--- Problem description ---
Extend the humorous travel essay below, picking up right after its final sentence about agreeing to eat at the Frothy Monkey.

--- Given passage ---
-------------------------
At last my wife spotted three feet of near-invisible wire running down her closet wall, going from nothing to nothing. Her cedar chest squatted on the other side of the wall. It was a brutal, coffin-sized thing holding her entire past, which weighed more than her current husband. We threw everything out, moved it, and tore the dread transformer from the outlet behind it.

The creature was dead. I wanted to snip it off at the wall and dangle it from the mantle by its wires. We went back to bed just before dawn. My wife patted my shoulder and muttered, “My hero.”

Now it’s Tuesday, and our home is once again as secure as the belly of a constipated whale. I’m sitting around with no tangible threats for us to slay, after which I can take all the credit. It’s one of the curses of modern man. Tonight, I will secretly break the clothes dryer so I can look good fixing it tomorrow.

We all know that most Canadians are polite. I now know why. They sublimate their fury. Canadians drive like enraged Mongols. They walk through public places like they were electrons pinging around in a supercollider. I can only confirm that’s true for the ones in Montreal, of course, and only for some of them, but evidence is evidence.

Our hotel in Montreal sits next to the largest mall in Quebec. I mean I could spit on it from my window if I wanted to, and if my window opened. I was surprised, since I had only been looking for a reasonable rate at a hotel that was still inside Quebec. We had gotten into town right in the middle of the Montreal evening rush hour that lasts from 2:00 p.m. to 7:00 p.m. We were tired and snippy, and we just wanted to eat something cheap and fast, then go to bed.

At the mall I realized that only one in fifty or so Canadians is overweight. I now know why. Fast food at the largest mall in Quebec was not a double cheeseburger with super-size fries. It was a small bowl of tortellini that cost the same as a double cheeseburger with super-size fries. I wasn’t getting the same dollar to calorie ratio that I do at home, but I didn’t feel cheated. I felt kind of smug and superior. I drove around and cut people off in traffic for a while, and all the nastiness went away.

These Legos have nothing to do with anything except I saw them in the mall and thought they were cool. The Midgaard Serpent is just out of frame to the left.

When I walked into the restaurant last night my feet stuck to the floor. The smell of grease choked me up a little, and I couldn’t hear my wife over the pressure cookers and fans. I assumed the fans were there to keep the sole employee from exploding like a CO2 cartridge in a bonfire.

I decided that I had done something bad without knowing it, and my wife was bringing me to Uncle Nick’s Greek Fried Chicken to punish me.

One of the fun things about visiting other cities is eating at restaurants we’ve never heard of. McDonald’s, Chipotle, and Waffle Houses are everyplace, so why eat at one of them in when you’re in Nashville or Columbus? We don’t like those damn places much even when we’re at home.

In Nashville I picked out a place called the Whiskey Diner—lots of dead cow and single malt scotch. However, my wife leaned heavily towards the Frothy Monkey, a hip coffee house with comfort food. I was skeptical, since we’re not hip, we’re suspicious of comfort, and neither of us drinks coffee. But I agreed to go with her to the Frothy Monkey for one excellent reason: when it turned out to be horrible I could hold it over her for the rest of the trip and achieve the moral high ground, from which I would dictate all future food decisions.
-------------------------
--- Entries supplied ---
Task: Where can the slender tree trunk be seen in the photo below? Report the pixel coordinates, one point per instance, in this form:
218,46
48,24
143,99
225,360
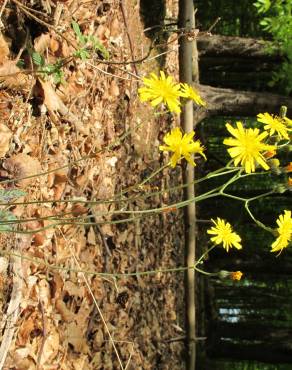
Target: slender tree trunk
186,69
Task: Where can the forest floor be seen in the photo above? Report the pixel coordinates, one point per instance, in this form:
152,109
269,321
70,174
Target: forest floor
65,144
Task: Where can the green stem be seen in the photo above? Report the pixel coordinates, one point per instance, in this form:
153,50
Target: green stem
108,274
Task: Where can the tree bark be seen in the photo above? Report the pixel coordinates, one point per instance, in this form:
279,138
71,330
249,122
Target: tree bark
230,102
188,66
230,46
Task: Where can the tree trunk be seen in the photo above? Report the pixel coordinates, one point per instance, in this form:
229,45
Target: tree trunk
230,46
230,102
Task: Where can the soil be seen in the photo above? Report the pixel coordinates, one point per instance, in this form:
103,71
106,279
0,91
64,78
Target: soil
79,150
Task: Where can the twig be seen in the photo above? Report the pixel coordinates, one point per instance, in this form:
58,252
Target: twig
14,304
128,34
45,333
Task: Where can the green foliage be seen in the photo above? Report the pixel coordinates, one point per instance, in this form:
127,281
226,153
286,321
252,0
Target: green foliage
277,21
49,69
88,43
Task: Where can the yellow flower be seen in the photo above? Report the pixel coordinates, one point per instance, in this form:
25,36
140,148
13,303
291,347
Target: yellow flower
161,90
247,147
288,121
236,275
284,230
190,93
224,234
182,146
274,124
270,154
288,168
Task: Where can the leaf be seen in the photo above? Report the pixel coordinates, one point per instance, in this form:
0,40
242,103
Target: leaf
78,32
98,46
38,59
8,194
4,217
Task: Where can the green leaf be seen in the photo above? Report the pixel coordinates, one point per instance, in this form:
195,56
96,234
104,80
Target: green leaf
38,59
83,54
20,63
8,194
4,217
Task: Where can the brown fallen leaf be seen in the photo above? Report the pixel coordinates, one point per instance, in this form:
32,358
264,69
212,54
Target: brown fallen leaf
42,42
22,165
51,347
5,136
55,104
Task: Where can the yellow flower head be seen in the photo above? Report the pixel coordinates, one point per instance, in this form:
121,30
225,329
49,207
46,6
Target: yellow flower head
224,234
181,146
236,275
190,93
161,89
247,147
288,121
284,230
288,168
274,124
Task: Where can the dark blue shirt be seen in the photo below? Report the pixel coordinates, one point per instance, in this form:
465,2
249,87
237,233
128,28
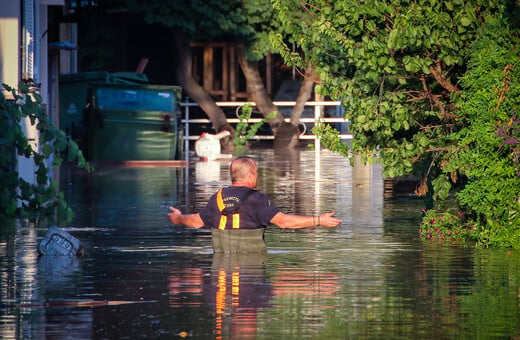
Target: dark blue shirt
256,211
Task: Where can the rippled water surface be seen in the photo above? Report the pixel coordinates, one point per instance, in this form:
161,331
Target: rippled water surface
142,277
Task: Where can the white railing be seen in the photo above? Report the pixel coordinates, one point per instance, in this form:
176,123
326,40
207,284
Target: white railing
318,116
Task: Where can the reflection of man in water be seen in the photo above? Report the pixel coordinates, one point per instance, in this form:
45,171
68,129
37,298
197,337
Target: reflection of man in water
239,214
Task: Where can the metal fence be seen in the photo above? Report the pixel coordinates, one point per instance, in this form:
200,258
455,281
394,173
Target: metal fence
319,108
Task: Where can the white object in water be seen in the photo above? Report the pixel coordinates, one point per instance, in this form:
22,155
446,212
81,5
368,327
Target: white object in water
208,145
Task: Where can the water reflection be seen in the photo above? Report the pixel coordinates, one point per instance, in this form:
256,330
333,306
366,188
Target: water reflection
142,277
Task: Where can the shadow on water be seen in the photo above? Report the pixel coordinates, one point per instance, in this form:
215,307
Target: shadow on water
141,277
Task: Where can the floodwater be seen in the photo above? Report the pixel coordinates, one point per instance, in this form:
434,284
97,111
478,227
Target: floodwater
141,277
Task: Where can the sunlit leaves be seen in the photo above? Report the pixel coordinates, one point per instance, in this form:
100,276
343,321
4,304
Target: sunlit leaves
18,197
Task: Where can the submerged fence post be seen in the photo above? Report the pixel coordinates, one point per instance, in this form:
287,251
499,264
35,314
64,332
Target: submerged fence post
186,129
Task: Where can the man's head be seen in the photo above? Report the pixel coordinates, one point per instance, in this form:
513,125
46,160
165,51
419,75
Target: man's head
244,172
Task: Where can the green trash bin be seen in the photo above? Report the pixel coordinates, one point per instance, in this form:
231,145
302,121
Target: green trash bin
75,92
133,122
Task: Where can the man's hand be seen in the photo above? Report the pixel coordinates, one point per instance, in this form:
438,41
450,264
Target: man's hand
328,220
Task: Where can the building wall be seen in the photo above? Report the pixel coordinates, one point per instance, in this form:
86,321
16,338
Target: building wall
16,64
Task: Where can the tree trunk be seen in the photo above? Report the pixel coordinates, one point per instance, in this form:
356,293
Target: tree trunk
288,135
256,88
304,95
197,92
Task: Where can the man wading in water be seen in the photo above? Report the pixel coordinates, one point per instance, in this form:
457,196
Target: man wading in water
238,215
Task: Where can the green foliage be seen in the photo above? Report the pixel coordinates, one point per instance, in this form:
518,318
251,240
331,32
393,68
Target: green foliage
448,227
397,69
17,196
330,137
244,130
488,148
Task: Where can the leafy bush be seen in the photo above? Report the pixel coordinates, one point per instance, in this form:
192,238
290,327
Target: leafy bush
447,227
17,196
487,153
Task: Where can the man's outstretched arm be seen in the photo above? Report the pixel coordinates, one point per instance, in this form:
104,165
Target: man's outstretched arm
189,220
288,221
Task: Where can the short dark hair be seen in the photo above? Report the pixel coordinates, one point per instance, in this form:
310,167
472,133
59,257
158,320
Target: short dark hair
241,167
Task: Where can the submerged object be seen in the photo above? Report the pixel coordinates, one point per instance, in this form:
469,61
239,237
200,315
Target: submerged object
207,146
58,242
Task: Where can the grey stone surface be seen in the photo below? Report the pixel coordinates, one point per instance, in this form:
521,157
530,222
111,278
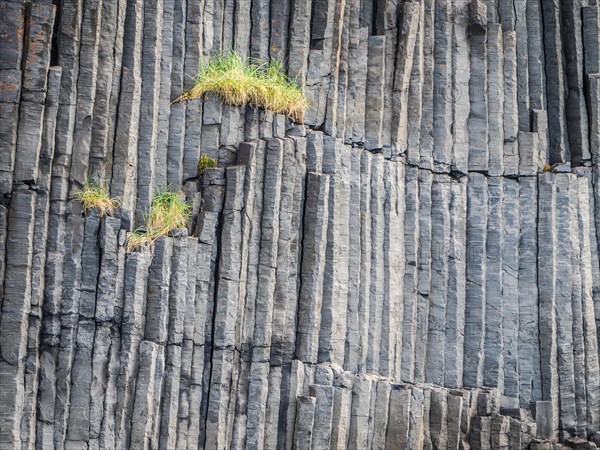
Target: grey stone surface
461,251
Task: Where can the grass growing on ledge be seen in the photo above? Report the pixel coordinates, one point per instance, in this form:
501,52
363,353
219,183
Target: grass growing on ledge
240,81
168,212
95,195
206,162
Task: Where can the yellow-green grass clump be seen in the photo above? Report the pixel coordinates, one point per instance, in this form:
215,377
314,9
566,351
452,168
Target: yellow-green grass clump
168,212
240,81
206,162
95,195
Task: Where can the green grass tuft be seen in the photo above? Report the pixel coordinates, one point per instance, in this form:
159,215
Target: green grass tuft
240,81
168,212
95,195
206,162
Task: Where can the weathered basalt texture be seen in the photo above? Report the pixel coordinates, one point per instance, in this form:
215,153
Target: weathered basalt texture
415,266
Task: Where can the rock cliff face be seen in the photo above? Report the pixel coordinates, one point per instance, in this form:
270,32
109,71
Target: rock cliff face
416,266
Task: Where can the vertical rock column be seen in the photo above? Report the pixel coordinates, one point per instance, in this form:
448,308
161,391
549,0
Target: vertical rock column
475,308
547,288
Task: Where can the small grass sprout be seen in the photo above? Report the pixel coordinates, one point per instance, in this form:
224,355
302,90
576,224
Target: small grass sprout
-------------------------
--- Output for this task ---
Sadly, the Frothy Monkey served up some pretty fine food. The grilled salmon sandwich did not suck. So, I arrived in Columbus with no record of being correct when she had blown it. When she suggested Uncle Nick’s I said, “Uncle Nick’s Greek Fried Chicken? Sure, sweetie, it sounds great. I’ll pull up the directions on my iPad, without which previous generations must have circled the same four blocks in bewilderment, until they gave up and built a new home on whatever sidewalk they had run out of gas beside.”

Uncle Nick’s had four parking spaces. That was fine, since it had three tables, also sticky. The only thing Greek about the chicken was that it shared a menu with gyros and baklava. The menu also offered family packs ranging up to 200 pieces of chicken with 300 orders of potatoes, which could be the right size for some Greek families I guess.

We ordered chicken from the skeezy guy leaning against the register. Then we waited. We waited some more. A fellow wearing flip-flops came in and picked up bags and bags of food. He might have been the 200-piece chicken guy. My wife was very quiet. Or, maybe she was talking a streak and I couldn’t hear her over all the pressure cookers. At last, Skeezy Guy brought us chicken. This is what it looked like.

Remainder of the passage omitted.